_Énoncé écrit 1_
Recopie le passage de l'extrait sur les Jeux Paralympiques en commençant par « Tu as remporté » et en allant jusqu'à « tes objectifs ? ».

_Extrait choisi_

C’était en effet très spécial. Ces Jeux ont été particuliers pour tout le monde mais j’en garde quand même un bon souvenir car il y a eu ma médaille au bout ! Il s’agissait de ma première médaille Paralympique. Aussi, on a la chance d’avoir une équipe de France très soudée. Même s’il n’y avait aucun spectateur, mes partenaires de l’équipe de France et quelques personnalités étaient présentes lors de ma demi-finale et lors de ma finale. Il y avait environ une vingtaine de Français qui faisaient le maximum pour m’encourager. Ça me permettait d’avoir du soutien. Mais c’est sûr que l’ambiance était incomparable avec les Jeux de Paris !
« Au-delà de la médaille, l’expérience était dingue avec ce public incroyable ! »
Tu as remporté la médaille de bronze des Jeux Paralympiques de Paris 2024 en simple et tu as atteint les quarts-de-finale en double hommes. Ces résultats correspondaient-ils à tes objectifs ?
Oui. L’objectif était de remporter une médaille. J’aurais préféré un plus beau métal, mais j’étais déjà très content. Ma plus grande chance de médaille était le simple car j’étais tête de série numéro 3 ou 4. On était outsiders en double hommes. Et on n’avait clairement aucune chance de remporter une médaille en double mixte.
En double hommes, on a eu un bon tirage au sort en quarts-de-finale mais on est vraiment passé à côté de notre match. J’ai donc des regrets. En simple, j’ai réalisé une bonne compétition. J’ai failli me faire sortir en quarts-de-finale mais j’ai réussi à m’en sortir. En demi-finale, je suis tombé contre le numéro 1 mondial, le « GOAT », qui perd très peu. J’ai quand même réussi un bon match, perdu 3-1.

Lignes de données

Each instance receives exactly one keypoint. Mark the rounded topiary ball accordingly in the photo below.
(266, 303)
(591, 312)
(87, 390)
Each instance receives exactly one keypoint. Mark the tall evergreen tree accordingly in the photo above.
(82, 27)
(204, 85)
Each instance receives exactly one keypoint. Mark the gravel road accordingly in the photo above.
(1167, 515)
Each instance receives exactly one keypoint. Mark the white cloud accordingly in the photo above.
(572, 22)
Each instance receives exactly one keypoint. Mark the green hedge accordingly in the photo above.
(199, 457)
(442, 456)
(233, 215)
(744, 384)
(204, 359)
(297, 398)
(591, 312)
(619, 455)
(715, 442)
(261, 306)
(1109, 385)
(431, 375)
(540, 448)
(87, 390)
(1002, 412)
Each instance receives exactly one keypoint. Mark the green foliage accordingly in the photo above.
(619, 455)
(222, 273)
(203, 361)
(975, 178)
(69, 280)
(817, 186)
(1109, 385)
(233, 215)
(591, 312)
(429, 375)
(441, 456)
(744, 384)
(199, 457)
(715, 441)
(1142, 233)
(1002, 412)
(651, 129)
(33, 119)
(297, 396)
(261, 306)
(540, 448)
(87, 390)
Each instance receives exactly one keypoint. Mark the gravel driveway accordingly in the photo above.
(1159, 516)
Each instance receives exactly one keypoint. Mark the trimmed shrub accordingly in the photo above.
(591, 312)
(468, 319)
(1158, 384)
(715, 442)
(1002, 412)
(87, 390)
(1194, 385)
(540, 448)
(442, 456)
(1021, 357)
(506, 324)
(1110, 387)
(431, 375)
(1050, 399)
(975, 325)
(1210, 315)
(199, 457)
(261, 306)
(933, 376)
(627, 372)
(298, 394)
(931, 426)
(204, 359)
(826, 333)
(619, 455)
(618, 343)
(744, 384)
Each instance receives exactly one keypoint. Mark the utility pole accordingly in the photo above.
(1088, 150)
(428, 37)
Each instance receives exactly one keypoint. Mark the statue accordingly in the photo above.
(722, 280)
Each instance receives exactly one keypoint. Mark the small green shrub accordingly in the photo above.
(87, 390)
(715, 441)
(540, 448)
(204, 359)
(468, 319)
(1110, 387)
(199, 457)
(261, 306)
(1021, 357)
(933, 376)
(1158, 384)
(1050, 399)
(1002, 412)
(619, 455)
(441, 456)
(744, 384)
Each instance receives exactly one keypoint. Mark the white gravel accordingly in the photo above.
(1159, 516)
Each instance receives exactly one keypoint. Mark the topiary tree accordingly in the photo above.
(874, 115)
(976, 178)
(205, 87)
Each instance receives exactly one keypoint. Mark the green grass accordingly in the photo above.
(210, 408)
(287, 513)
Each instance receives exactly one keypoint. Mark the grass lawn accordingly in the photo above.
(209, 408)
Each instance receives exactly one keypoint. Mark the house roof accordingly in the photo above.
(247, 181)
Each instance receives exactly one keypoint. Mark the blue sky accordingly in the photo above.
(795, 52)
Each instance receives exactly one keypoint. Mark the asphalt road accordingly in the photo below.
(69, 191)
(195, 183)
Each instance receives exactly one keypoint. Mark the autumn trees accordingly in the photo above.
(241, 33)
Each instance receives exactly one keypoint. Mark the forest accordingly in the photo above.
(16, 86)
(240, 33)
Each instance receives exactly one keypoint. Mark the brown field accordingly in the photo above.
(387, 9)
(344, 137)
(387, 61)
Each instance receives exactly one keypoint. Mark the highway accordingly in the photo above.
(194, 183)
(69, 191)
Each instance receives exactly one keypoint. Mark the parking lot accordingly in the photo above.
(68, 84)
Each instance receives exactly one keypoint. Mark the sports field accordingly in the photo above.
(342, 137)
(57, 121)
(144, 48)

_Énoncé écrit 2_
Reproduis uniquement les lignes de données allant de celle qui contient « Each instance receives exactly one keypoint. Mark the parking » jusqu'à la dernière incluse, en substituant « soccer field » à « sports field » sans rien modifier d'autre.

_Résultat 1_
Tu as remporté la médaille de bronze des Jeux Paralympiques de Paris 2024 en simple et tu as atteint les quarts-de-finale en double hommes. Ces résultats correspondaient-ils à tes objectifs ?

_Résultat 2_
Each instance receives exactly one keypoint. Mark the parking lot accordingly in the photo above.
(68, 84)
Each instance receives exactly one keypoint. Mark the soccer field accordingly in the photo above.
(342, 137)
(57, 121)
(144, 48)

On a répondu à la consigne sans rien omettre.